● Directions for this task
Your output should be the lines of the data that follow, reproduced exactly from the first through the line bearing "box: [0, 238, 1092, 1501]".

● Study material
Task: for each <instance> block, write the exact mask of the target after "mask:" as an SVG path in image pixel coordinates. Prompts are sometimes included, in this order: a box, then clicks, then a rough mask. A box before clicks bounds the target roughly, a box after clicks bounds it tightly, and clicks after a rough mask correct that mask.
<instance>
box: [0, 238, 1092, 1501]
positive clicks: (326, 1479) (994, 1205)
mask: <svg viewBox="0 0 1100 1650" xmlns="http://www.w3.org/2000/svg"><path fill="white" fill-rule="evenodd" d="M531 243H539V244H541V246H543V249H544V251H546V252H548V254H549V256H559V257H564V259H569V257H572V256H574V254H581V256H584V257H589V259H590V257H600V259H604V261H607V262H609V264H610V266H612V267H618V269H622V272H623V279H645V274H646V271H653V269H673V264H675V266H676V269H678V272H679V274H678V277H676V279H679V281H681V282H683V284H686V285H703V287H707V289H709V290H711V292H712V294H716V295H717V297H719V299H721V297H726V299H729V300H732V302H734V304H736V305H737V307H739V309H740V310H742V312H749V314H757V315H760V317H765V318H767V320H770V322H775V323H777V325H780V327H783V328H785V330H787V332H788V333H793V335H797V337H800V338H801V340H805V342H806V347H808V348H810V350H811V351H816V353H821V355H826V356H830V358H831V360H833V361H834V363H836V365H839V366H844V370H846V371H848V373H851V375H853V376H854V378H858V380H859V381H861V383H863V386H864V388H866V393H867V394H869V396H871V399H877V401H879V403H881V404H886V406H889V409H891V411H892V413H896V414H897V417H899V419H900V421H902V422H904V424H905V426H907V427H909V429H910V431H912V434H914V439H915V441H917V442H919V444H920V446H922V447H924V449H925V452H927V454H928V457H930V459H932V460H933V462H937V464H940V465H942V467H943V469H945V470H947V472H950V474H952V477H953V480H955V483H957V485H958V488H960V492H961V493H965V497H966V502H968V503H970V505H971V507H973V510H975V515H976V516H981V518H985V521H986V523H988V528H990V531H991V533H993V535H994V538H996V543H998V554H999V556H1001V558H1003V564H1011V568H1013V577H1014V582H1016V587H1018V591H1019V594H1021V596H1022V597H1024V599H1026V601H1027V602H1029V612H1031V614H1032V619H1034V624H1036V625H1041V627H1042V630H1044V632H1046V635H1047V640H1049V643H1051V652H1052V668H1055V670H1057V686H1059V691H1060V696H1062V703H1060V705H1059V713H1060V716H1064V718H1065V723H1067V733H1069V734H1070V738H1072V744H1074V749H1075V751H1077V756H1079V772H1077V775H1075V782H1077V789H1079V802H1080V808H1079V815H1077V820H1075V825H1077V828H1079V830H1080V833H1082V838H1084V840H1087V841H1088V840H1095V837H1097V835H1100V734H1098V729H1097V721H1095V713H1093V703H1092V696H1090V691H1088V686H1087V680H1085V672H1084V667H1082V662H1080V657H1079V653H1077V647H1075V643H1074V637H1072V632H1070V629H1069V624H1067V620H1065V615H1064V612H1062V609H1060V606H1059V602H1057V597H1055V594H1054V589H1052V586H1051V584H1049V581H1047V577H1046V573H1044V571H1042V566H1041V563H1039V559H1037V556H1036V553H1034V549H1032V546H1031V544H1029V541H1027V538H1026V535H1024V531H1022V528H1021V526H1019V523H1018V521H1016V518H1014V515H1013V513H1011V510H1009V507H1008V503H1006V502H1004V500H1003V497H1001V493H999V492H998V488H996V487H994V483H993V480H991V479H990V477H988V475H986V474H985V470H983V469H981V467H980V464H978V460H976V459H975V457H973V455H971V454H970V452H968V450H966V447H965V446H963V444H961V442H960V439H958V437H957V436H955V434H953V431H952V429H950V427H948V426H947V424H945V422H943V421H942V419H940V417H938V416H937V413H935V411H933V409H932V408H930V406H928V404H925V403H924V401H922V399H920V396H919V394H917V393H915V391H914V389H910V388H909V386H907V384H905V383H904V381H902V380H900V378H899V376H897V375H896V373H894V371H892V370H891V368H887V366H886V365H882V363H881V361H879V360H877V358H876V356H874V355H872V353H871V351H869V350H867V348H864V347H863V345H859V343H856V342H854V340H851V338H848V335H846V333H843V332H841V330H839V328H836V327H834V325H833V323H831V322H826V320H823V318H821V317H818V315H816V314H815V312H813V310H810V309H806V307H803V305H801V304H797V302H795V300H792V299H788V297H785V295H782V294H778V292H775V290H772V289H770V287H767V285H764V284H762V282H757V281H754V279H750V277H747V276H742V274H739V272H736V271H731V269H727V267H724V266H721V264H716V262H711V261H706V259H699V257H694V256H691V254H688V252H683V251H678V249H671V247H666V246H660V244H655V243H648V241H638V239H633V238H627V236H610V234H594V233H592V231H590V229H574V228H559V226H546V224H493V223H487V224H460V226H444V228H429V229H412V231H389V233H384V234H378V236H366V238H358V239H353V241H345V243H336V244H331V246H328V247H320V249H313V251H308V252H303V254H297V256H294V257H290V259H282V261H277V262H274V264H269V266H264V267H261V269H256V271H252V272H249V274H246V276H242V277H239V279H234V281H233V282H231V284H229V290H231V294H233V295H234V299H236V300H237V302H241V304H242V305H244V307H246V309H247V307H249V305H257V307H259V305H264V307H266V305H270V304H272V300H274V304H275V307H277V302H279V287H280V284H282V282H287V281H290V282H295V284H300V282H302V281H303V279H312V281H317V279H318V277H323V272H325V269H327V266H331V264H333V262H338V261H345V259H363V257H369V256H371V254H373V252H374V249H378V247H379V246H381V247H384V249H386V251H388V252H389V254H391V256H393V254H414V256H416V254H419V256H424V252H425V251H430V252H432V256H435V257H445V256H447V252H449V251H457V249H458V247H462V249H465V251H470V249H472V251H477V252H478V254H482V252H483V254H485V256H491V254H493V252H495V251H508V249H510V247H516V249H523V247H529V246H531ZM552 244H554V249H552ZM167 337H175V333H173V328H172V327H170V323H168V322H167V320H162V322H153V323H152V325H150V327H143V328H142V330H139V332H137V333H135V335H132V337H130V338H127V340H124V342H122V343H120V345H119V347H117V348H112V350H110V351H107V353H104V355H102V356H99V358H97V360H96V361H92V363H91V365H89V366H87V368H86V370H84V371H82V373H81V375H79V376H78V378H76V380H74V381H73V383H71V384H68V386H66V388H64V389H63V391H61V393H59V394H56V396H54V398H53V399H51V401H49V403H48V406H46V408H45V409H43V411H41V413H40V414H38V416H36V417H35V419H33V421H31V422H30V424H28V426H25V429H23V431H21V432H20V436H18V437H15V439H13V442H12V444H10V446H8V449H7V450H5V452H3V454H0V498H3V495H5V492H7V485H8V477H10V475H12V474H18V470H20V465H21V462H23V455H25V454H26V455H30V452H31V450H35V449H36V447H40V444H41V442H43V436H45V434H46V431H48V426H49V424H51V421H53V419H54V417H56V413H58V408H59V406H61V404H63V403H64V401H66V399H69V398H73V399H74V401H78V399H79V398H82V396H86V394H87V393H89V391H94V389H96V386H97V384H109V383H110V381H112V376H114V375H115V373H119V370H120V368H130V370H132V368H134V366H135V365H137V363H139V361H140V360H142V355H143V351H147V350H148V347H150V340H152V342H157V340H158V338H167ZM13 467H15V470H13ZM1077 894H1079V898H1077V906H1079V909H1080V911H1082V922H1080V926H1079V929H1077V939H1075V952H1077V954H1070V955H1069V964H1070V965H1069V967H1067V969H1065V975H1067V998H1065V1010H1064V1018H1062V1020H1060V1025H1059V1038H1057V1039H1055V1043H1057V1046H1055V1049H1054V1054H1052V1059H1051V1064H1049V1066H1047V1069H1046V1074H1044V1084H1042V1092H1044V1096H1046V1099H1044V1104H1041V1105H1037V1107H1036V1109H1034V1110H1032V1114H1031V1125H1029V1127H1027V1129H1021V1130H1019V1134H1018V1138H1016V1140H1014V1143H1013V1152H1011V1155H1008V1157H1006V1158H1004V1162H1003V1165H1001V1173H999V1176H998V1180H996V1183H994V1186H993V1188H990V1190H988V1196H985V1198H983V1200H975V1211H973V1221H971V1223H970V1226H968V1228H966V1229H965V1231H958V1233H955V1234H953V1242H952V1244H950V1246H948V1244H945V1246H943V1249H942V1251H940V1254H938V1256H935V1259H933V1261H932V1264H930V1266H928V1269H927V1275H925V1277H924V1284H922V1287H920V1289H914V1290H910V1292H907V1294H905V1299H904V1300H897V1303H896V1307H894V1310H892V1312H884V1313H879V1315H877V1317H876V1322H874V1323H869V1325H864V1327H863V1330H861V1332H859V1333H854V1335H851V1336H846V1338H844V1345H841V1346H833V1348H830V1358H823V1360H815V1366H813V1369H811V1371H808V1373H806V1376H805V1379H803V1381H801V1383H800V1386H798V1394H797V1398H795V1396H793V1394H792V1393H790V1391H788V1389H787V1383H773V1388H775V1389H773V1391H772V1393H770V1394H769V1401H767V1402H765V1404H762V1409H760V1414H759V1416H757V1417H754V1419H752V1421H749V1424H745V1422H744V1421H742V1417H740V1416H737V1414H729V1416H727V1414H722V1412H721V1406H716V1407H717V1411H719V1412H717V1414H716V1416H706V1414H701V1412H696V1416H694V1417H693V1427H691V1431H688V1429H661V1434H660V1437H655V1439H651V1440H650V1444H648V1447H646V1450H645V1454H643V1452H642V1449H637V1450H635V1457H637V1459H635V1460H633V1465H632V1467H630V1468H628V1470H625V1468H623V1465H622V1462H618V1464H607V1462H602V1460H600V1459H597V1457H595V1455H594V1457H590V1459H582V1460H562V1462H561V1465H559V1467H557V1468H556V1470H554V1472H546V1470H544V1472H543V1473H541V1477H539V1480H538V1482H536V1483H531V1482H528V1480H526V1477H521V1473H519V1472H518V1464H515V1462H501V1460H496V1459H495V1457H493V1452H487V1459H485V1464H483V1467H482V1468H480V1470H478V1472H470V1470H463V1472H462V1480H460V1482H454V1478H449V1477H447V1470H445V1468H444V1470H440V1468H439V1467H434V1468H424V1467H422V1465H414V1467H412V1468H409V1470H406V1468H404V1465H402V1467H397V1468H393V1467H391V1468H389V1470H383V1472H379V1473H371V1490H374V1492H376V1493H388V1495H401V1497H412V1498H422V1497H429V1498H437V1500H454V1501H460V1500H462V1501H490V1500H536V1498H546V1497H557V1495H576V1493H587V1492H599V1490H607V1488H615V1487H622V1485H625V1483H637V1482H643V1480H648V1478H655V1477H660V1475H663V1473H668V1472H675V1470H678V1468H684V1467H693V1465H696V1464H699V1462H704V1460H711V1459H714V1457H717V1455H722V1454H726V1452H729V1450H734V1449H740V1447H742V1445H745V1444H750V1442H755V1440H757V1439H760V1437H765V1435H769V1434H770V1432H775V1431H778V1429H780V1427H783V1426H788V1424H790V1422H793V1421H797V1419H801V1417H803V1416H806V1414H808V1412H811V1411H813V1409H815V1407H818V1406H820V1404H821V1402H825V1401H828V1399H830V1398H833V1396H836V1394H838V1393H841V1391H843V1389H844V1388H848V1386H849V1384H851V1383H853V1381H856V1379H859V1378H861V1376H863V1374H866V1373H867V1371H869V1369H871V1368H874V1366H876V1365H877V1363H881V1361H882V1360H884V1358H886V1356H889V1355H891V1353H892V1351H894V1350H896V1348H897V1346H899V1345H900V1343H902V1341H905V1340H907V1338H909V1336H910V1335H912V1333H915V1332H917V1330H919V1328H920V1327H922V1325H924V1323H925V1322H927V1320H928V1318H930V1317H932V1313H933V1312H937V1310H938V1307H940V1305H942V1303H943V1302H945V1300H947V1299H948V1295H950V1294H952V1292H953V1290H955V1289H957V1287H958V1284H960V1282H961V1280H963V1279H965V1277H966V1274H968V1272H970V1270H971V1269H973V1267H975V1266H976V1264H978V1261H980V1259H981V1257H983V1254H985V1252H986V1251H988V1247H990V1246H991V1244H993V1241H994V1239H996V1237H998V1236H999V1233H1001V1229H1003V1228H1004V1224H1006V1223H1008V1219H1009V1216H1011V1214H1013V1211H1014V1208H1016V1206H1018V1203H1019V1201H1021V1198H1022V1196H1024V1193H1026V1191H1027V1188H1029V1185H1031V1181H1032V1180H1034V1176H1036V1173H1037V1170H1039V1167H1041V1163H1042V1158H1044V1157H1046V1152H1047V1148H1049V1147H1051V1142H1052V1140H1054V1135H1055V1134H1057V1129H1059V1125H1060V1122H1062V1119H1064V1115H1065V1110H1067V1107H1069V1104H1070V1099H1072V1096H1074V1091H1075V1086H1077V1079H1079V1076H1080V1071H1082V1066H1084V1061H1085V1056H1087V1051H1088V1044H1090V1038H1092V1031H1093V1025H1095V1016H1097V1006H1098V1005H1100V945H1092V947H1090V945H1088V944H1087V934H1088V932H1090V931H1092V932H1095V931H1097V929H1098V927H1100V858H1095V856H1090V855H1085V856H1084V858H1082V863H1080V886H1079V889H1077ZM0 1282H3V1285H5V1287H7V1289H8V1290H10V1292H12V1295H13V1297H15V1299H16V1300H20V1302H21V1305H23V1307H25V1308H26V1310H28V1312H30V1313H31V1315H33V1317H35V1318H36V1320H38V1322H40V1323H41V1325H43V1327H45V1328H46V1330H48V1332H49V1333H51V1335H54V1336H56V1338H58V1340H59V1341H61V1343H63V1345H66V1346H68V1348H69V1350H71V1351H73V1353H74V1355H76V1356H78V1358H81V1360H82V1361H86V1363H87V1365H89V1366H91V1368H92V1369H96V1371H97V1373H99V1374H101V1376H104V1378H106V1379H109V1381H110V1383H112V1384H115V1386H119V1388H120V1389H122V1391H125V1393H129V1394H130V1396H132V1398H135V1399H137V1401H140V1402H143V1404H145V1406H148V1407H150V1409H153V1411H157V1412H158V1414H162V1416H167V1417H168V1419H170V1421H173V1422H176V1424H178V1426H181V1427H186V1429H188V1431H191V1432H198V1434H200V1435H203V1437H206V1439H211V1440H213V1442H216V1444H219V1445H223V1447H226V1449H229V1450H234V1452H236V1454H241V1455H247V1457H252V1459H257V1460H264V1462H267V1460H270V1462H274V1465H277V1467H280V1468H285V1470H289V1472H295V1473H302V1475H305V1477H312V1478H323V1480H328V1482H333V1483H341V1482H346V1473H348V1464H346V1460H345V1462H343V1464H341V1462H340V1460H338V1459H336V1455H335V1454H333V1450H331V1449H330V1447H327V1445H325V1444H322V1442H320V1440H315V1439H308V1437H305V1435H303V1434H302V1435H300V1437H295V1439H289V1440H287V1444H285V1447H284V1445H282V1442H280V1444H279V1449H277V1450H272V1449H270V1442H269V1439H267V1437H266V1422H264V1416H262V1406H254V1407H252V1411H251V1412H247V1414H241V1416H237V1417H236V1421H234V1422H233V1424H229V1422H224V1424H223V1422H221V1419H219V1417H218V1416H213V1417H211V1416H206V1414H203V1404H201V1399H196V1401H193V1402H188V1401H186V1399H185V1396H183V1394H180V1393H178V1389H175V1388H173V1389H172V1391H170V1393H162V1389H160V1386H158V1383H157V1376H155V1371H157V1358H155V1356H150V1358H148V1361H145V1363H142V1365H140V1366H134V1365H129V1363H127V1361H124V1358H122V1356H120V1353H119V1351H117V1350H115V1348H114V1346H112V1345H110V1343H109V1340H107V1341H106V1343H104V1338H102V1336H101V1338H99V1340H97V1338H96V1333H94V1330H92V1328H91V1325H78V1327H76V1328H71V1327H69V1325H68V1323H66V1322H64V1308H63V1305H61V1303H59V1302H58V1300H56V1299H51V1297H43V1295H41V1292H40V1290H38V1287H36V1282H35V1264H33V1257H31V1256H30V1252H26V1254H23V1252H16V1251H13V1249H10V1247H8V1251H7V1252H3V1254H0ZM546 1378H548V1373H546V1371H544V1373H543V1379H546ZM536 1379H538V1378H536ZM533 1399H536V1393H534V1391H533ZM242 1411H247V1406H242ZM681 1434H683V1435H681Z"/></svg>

● Task output
Task: for each <instance> block, write the exact mask of the target after "mask:" as an SVG path in image pixel coordinates. Prompts are sometimes included, in this order: a box, then clicks, then a rough mask. A box before clicks bounds the target roughly, a box after clicks bounds it tightly, and clicks after a rough mask correct that mask.
<instance>
box: [0, 238, 1092, 1501]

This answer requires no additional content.